[start TEXT BLOCK]
Posted by: NiTessine | July 6, 2015

Hugo Neepery, the 2015 Edition

These past couple of posts I’ve been warning that I’ll be writing up a separate post discussing the Hugos this year. It’s a somewhat controversial topic this year. You may remember how last year we had some trouble with a few authors having an entitlement problem. Well, they’re back, and this time the lunatic fringe also showed up to the party.

The way the Hugo nomination process works is that if you have at least a supporting membership of an appropriate Worldcon, costing around $40, you get to nominate works for the Hugo ballot. Since the English-speaking world sees some 1,000 works published for the novel category alone each year and the field is very broad, ranging from fantasy of manners to hard military science fiction, the votes tend to spread out quite a bit. Because of this, were someone to write up a slate of nominations, which Brad Torgersen did and then Theodore Beale imitated and expanded upon, and tell all their friends and family and fans to vote on it, it would only take a couple of hundred warm bodies to have an effect. This is entirely legal by the rules, but tremendously unsportsmanlike.
[end TEXT BLOCK]
[start ENTRIES]
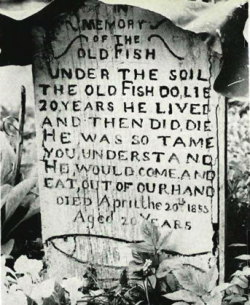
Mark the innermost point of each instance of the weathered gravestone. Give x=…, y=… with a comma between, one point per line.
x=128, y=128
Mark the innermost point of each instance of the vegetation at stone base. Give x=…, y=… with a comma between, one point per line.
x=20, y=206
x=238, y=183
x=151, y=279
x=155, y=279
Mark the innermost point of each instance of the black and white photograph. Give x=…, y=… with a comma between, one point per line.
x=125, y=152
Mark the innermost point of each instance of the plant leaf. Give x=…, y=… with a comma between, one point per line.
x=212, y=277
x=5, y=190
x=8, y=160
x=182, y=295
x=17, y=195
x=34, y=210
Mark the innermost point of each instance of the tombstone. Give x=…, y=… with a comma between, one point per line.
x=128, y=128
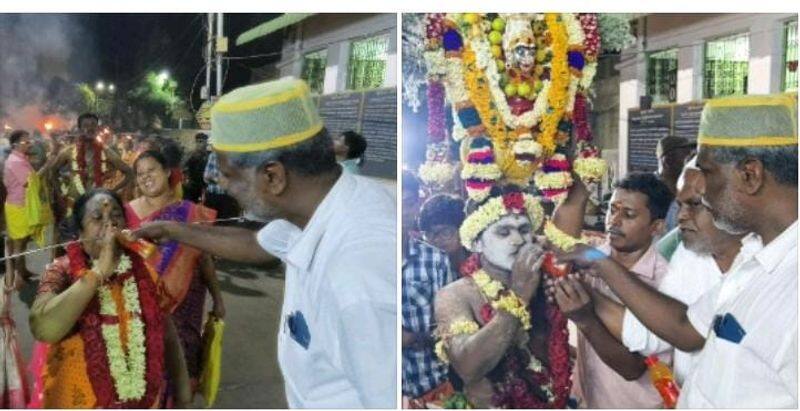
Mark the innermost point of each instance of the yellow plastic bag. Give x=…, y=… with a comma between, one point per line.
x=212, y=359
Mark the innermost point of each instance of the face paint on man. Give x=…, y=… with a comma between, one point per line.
[end ENTRIES]
DIRECTIVE 1:
In the Hugo post, roughly how much does a supporting Worldcon membership cost?
DIRECTIVE 2:
Decide whether each statement below agrees with the Hugo post. Answer yes or no for each, and quote the deciding words from the post.
(a) In the English-speaking world, about 1,000 works are published each year in the novel category alone.
(b) Theodore Beale wrote the first slate, and Brad Torgersen imitated it.
(c) Voting by slate is against the rules.
DIRECTIVE 3:
Retype part of the Hugo post word for word. Begin at the words "Hugo Neepery, the" and stop after the words "to the party.".

FULL OUTPUT 1:
Around $40.

FULL OUTPUT 2:
(a) Yes: "the English-speaking world sees some 1,000 works published for the novel category alone each year"
(b) No: "which Brad Torgersen did and then Theodore Beale imitated and expanded upon"
(c) No: "This is entirely legal by the rules, but tremendously unsportsmanlike."

FULL OUTPUT 3:
Hugo Neepery, the 2015 Edition

These past couple of posts I’ve been warning that I’ll be writing up a separate post discussing the Hugos this year. It’s a somewhat controversial topic this year. You may remember how last year we had some trouble with a few authors having an entitlement problem. Well, they’re back, and this time the lunatic fringe also showed up to the party.